Extract

________________________

When Emily Eekhoff of Des Moines, Iowa entered the third trimester of her pregnancy, she began using the Count the Kicks app. The app, which is a non-profit based in Des Moines, encourages expecting mothers to track their baby's movement patterns and get in touch with their medical providers if they notice a significant change.
Eekhoff was 33 weeks pregnant when she sensed something was off because her baby's movements had slowed. "We were a little scared that things weren't right," she recalls. Eekhoff and her husband went to the hospital, where doctors discovered that the baby's umbilical cord had become wrapped around her neck three times.
Doctors performed an emergency C-section and delivered Eekhoff's baby, Ruby. After 20 days in the NICU, Ruby is now at home with her parents.
"We are really thankful that we [went to the hospital]," Eekhoff says.
According to Count the Kicks Executive Director Emily Price, the cause of a baby's reduced movements isn't all that different from an adult's. "When we don't feel well, we move less. And we want to stay on the couch or bed. It's the same thing for babies. When they don't feel well, they move less," Price explains.

________________________

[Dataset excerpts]
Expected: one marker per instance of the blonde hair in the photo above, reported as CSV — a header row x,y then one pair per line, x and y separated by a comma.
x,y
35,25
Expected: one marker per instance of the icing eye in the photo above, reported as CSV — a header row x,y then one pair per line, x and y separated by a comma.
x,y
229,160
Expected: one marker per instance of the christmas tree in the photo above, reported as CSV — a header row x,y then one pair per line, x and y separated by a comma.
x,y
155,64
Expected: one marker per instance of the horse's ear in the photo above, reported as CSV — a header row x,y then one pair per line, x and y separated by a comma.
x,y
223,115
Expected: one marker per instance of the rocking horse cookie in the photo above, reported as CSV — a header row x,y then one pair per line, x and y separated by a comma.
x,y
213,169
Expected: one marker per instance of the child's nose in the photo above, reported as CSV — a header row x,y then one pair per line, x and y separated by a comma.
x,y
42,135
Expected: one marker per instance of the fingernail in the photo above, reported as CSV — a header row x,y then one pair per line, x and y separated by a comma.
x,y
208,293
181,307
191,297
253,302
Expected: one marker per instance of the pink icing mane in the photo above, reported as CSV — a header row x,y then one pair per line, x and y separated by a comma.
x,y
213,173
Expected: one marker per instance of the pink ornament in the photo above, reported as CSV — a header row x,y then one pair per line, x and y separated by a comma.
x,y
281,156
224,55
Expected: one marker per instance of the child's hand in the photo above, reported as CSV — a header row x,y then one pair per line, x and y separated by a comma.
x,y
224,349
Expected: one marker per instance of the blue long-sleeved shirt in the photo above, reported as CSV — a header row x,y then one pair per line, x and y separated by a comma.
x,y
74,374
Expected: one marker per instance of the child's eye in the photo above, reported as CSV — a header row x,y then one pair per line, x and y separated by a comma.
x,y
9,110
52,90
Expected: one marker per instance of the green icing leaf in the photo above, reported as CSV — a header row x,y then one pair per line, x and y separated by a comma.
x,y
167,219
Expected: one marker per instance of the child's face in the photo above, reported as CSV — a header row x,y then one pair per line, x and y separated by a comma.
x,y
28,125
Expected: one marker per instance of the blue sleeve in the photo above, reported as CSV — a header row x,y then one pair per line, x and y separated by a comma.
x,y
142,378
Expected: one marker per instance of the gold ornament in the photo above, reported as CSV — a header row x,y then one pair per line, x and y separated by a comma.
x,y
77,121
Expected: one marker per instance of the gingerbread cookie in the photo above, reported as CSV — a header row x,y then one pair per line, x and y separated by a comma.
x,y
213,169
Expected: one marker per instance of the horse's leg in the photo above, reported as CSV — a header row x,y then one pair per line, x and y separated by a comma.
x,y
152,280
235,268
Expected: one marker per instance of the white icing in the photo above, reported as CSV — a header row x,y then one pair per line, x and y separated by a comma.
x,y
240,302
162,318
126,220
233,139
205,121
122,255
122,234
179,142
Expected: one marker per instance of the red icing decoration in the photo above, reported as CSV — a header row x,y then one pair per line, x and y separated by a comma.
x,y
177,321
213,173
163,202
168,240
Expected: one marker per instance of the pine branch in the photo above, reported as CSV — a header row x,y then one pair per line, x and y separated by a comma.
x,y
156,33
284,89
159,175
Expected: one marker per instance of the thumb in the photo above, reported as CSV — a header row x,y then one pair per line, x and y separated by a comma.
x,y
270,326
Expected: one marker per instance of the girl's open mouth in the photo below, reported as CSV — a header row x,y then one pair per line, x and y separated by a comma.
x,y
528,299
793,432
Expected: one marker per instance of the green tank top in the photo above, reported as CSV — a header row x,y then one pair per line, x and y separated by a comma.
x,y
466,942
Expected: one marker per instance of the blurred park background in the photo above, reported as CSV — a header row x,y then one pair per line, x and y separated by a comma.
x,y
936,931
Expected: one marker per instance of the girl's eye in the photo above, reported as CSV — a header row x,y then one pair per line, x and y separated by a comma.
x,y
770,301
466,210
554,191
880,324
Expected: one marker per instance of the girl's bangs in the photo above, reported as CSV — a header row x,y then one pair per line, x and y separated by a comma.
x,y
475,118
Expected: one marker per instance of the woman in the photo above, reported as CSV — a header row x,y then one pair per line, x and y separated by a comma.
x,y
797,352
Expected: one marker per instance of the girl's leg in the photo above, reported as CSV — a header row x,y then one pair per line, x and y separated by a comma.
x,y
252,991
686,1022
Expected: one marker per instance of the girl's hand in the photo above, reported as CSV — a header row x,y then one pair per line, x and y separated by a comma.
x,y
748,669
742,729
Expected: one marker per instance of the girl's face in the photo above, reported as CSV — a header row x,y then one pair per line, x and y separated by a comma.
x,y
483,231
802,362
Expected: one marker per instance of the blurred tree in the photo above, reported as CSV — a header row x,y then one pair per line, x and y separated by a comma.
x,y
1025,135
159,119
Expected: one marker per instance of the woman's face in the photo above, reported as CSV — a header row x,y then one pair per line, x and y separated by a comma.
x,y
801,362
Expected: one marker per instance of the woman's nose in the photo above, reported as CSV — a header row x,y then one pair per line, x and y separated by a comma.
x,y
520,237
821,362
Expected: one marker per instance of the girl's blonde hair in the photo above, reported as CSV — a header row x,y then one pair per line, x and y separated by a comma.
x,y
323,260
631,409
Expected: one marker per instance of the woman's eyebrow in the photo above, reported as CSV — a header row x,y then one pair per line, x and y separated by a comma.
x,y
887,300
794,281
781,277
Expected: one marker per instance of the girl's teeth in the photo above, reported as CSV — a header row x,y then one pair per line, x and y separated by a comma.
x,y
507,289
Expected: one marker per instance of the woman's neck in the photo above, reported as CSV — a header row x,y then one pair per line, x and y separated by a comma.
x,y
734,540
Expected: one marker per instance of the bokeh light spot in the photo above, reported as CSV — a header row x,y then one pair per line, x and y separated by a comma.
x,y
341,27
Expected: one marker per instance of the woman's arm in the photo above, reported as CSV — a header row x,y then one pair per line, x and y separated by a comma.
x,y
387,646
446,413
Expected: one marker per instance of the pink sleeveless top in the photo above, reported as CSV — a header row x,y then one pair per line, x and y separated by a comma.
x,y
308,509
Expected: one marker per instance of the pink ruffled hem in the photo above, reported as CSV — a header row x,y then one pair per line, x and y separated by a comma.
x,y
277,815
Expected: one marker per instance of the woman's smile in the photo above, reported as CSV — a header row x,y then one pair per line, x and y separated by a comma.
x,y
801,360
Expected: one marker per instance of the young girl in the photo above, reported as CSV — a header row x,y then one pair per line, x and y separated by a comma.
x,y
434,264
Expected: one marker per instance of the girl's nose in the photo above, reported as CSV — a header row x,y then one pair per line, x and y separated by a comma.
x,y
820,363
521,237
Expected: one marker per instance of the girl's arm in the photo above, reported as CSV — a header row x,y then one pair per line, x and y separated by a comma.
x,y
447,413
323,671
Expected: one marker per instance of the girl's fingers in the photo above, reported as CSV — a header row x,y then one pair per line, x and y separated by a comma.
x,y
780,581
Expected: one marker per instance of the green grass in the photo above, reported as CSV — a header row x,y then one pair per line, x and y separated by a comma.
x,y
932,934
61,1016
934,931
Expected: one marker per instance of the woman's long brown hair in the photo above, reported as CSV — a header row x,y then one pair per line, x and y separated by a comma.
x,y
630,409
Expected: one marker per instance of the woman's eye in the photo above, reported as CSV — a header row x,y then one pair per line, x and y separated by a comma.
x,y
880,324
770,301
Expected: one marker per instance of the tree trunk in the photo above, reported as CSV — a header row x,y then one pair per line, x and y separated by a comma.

________________________

Exercise directions
Please carry on the article about Emily Eekhoff and the Count the Kicks app, starting after its final sentence.

Task output
Count the Kicks isn't the only app that allows expectant moms to clock their baby's every movement. These apps undoubtedly serve an important purpose and, in Eekhoff's case, she believes it saved her little girl's life.
But some pregnant women feel it's detrimental to their mental state to track every single movement their baby makes.
Knowledge is power, and being aware of the existence of these apps and the purpose they serve can only be beneficial. However, there's no "right" or "wrong" decision when it comes to using apps like Count the Kicks. It's really up to each individual woman to decide what's healthiest for her and her baby.